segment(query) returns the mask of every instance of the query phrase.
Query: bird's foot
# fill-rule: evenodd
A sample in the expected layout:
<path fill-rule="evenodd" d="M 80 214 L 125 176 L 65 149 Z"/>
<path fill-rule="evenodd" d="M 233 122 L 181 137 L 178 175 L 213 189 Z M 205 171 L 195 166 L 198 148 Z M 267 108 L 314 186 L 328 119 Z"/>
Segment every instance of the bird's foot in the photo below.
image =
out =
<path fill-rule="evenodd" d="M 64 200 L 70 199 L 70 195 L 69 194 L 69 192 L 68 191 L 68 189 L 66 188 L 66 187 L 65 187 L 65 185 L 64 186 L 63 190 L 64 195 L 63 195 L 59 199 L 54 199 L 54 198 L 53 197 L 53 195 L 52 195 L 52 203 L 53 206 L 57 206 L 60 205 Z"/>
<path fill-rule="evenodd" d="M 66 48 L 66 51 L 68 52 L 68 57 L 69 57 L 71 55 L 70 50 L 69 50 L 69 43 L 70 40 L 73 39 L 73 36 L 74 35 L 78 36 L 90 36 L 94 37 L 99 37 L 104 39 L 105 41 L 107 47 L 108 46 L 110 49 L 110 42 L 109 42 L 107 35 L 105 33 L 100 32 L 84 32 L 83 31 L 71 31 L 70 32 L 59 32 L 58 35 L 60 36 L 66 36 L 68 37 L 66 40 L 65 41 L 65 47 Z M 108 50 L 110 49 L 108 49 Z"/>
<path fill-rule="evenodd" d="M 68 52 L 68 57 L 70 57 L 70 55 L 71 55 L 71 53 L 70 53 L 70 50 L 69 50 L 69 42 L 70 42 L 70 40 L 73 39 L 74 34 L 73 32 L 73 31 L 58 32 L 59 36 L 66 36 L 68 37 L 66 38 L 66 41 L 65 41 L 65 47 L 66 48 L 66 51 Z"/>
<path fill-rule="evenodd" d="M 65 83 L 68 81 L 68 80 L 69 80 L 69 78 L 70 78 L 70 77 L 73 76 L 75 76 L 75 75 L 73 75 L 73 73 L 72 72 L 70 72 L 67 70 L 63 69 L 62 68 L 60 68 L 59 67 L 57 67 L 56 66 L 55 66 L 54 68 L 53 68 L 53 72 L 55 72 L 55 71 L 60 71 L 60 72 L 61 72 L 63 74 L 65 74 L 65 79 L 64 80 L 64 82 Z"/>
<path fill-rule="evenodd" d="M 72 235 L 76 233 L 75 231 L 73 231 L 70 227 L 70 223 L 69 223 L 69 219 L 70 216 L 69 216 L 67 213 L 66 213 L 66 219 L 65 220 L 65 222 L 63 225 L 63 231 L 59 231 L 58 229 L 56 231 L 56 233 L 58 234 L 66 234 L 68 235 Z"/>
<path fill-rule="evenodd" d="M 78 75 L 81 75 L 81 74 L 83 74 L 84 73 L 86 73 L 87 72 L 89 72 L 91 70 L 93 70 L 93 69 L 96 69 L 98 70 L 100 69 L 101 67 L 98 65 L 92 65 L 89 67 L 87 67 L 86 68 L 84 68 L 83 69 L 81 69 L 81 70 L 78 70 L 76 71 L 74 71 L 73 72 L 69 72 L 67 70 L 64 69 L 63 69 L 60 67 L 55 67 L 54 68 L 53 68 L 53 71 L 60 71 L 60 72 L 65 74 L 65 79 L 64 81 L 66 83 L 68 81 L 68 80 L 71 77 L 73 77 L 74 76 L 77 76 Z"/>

*-*-*

Repeat all of the data above line for line, with no changes.

segment(query) returns the mask of every instance of the query phrase.
Query: bird's foot
# fill-rule: evenodd
A sample in the expected layout:
<path fill-rule="evenodd" d="M 80 214 L 125 176 L 65 149 Z"/>
<path fill-rule="evenodd" d="M 233 122 L 181 137 L 178 175 L 213 189 Z M 205 171 L 195 166 L 198 148 Z M 267 108 L 314 186 L 328 119 Z"/>
Segment every instance of the bird's foot in the photo below.
image =
out =
<path fill-rule="evenodd" d="M 64 200 L 70 199 L 70 195 L 69 194 L 69 192 L 68 191 L 68 189 L 66 188 L 66 187 L 65 187 L 65 185 L 64 186 L 63 190 L 64 195 L 63 195 L 59 199 L 54 199 L 54 198 L 53 197 L 53 195 L 52 195 L 52 203 L 53 206 L 57 206 L 60 205 Z"/>
<path fill-rule="evenodd" d="M 66 48 L 66 51 L 68 52 L 68 57 L 69 57 L 71 55 L 70 50 L 69 50 L 69 43 L 70 40 L 73 39 L 73 36 L 74 35 L 78 36 L 90 36 L 94 37 L 99 37 L 104 39 L 105 41 L 107 47 L 108 46 L 110 49 L 110 42 L 109 42 L 107 35 L 105 33 L 100 32 L 84 32 L 83 31 L 71 31 L 70 32 L 59 32 L 58 35 L 60 36 L 66 36 L 68 37 L 66 40 L 65 41 L 65 47 Z M 108 50 L 110 49 L 108 49 Z"/>
<path fill-rule="evenodd" d="M 68 52 L 68 57 L 70 57 L 70 55 L 71 55 L 71 53 L 70 53 L 70 50 L 69 50 L 69 42 L 70 42 L 70 40 L 73 39 L 74 34 L 73 32 L 73 31 L 58 32 L 59 36 L 66 36 L 68 37 L 66 38 L 66 41 L 65 41 L 65 47 L 66 48 L 66 51 Z"/>
<path fill-rule="evenodd" d="M 65 83 L 68 81 L 68 80 L 69 80 L 69 78 L 70 78 L 70 77 L 73 76 L 75 76 L 75 75 L 73 75 L 73 73 L 72 72 L 70 72 L 67 70 L 63 69 L 62 68 L 60 68 L 59 67 L 57 67 L 56 66 L 55 66 L 54 68 L 53 68 L 53 72 L 55 72 L 55 71 L 60 71 L 60 72 L 61 72 L 63 74 L 65 74 L 65 79 L 64 80 L 64 82 Z"/>
<path fill-rule="evenodd" d="M 72 235 L 76 233 L 75 231 L 73 231 L 70 227 L 70 223 L 69 223 L 69 219 L 70 216 L 69 216 L 67 213 L 66 213 L 66 219 L 65 220 L 65 222 L 63 225 L 63 231 L 59 231 L 58 229 L 56 231 L 56 233 L 58 234 L 66 234 L 68 235 Z"/>
<path fill-rule="evenodd" d="M 78 75 L 81 75 L 81 74 L 83 74 L 84 73 L 86 73 L 87 72 L 89 72 L 91 70 L 93 70 L 93 69 L 96 69 L 98 70 L 100 69 L 101 67 L 98 65 L 92 65 L 89 67 L 87 67 L 86 68 L 84 68 L 83 69 L 81 69 L 81 70 L 78 70 L 76 71 L 74 71 L 73 72 L 69 72 L 67 70 L 64 69 L 63 69 L 60 67 L 55 67 L 54 68 L 53 68 L 53 71 L 60 71 L 60 72 L 65 74 L 65 79 L 64 81 L 66 83 L 68 81 L 68 80 L 71 77 L 73 77 L 74 76 L 77 76 Z"/>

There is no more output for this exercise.